------ SOURCE TEXT

State Laws: Often Stricter Than Federal
State employment laws frequently provide greater protections than federal law, and when state and federal laws conflict, you must comply with whichever is more protective of the employee. This creates a complex compliance landscape, especially for businesses with remote employees in multiple states.
Anti-discrimination laws with lower thresholds. While federal Title VII applies at 15 employees, many states apply anti-discrimination protections starting at 1 employee (California, New York, New Jersey, Connecticut, Maine, Vermont, and others). Some states protect additional characteristics not covered by federal law: sexual orientation and gender identity (protected in 23+ states), marital status, political affiliation, and off-duty conduct.
Paid leave mandates. Over 15 states and dozens of cities require paid sick leave, with provisions varying from 24 hours per year (Arizona) to 40 hours per year (Connecticut, Oregon). California, New York, New Jersey, Washington, Massachusetts, Connecticut, Oregon, and Colorado mandate paid family and medical leave programs funded through payroll taxes. These state programs provide paid leave benefits that go beyond the unpaid leave guaranteed by federal FMLA.
Wage and hour rules. State minimum wages range from $7.25 (matching the federal minimum in states without their own minimum wage law) to $16.28 in Washington and $16.00 in California. Some states require overtime pay after 8 hours in a day (not just 40 hours in a week), mandate meal and rest breaks (California requires a 30-minute unpaid meal break for shifts over 5 hours and a paid 10-minute rest break for every 4 hours worked), and have stricter rules about tip credits, final pay timing, and pay stub requirements.
Salary transparency. Over 10 states (California, Colorado, Connecticut, Maryland, Nevada, New York, Rhode Island, Washington, and others) and many cities require salary ranges in job postings, prohibit asking about salary history, or both. These laws affect your job descriptions and interviewing practices.
OSHA: Workplace Safety
The Occupational Safety and Health Act applies to nearly every employer and requires you to provide a workplace free from recognized hazards that are causing or likely to cause death or serious physical harm. For ecommerce businesses, this primarily affects warehouse and fulfillment operations: proper material handling procedures, safe storage practices, adequate ventilation, fire safety, and ergonomic workstation setup. For office and remote workers, OSHA obligations are minimal but still exist, primarily around ergonomic workstations and emergency preparedness.

------------
------ EXTRACTED DATA

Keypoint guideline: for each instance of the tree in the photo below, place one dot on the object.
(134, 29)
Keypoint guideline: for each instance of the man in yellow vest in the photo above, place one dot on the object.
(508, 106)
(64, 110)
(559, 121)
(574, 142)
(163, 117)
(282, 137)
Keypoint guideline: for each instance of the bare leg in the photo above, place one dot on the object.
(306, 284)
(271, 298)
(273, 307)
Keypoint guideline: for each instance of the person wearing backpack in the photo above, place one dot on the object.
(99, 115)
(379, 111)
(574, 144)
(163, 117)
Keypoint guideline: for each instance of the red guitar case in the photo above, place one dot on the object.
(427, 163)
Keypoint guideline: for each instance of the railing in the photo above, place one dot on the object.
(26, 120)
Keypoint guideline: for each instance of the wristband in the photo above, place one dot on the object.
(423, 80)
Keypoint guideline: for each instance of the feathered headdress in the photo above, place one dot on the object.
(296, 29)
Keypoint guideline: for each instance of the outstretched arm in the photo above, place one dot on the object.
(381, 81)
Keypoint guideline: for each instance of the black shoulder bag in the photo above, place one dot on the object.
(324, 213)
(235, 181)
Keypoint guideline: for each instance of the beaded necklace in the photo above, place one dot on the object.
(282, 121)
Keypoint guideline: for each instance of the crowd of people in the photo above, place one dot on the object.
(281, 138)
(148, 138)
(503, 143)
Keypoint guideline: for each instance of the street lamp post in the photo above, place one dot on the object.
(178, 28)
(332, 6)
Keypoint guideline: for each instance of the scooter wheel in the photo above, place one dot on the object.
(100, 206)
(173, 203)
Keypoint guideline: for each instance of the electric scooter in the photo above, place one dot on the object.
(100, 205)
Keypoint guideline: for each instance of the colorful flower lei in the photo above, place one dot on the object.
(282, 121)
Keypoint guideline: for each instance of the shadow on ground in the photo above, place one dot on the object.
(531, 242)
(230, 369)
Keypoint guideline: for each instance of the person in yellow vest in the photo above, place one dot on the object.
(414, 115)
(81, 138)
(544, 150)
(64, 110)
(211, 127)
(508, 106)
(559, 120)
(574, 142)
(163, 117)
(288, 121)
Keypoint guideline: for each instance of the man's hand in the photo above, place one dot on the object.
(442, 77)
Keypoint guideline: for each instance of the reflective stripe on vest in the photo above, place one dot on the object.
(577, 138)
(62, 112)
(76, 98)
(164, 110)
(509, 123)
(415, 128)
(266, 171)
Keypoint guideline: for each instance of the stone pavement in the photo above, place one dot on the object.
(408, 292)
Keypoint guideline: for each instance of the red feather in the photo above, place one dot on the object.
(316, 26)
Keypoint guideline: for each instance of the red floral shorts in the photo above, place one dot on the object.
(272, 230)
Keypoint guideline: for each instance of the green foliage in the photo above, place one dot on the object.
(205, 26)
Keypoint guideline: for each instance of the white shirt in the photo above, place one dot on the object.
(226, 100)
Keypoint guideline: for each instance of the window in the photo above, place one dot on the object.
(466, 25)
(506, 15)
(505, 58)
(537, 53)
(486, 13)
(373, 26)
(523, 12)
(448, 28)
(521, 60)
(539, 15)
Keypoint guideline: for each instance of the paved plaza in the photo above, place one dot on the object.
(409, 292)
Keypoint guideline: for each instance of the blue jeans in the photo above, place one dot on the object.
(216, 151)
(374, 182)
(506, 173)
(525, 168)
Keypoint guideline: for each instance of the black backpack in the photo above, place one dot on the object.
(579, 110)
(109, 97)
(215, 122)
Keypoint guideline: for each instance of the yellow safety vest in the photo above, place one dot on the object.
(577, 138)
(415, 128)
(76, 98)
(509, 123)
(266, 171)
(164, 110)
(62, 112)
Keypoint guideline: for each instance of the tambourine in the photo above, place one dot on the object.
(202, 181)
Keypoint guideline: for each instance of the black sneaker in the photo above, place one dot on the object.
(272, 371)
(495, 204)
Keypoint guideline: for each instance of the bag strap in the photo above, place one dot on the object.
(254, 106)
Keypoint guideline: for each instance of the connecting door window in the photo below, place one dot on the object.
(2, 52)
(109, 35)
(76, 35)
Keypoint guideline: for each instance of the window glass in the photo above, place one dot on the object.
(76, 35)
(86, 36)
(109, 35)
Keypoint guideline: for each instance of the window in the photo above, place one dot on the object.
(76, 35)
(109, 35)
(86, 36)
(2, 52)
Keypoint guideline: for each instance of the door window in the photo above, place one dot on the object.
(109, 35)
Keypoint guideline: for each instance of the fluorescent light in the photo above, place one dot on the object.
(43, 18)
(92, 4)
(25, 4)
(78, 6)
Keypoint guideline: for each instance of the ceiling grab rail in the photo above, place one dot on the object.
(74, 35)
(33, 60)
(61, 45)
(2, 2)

------------

WORK INSTRUCTION:
Carry the piece on state employment laws and workplace safety forward from its final sentence, writing the part that comes next.

WRITTEN RESPONSE:
Businesses with 11+ employees in most industries must maintain OSHA injury and illness records (Form 300 log). Businesses with 250+ employees must electronically submit injury data to OSHA annually. OSHA penalties for serious violations range from $1,036 to $15,625 per violation, with willful violations reaching $156,259 per violation.
Staying Compliant as You Grow
Create a compliance calendar that tracks your filing deadlines: quarterly payroll tax returns, annual W-2 and 1099 filings, state unemployment reports, OSHA logs, and any state-specific reporting requirements. Your payroll provider handles most tax filings automatically, but you are ultimately responsible for compliance. Set a reminder to review your compliance obligations whenever you cross an employee threshold (15, 20, 50 employees) because each threshold triggers new legal requirements.
Consider engaging an employment attorney for a one-time compliance audit when you hire your first employee, when you cross the 15-employee threshold, and when you expand into new states. An audit costs $500 to $2,000 and identifies compliance gaps before they become violations. This is dramatically cheaper than the fines, lawsuits, and settlements that result from unknowing noncompliance. For ongoing compliance support, HR platforms like Gusto, Rippling, and Zenefits include compliance alerts and resources as part of their service, and organizations like SHRM (Society for Human Resource Management) provide compliance guides and updates for members ($229/year for professional membership).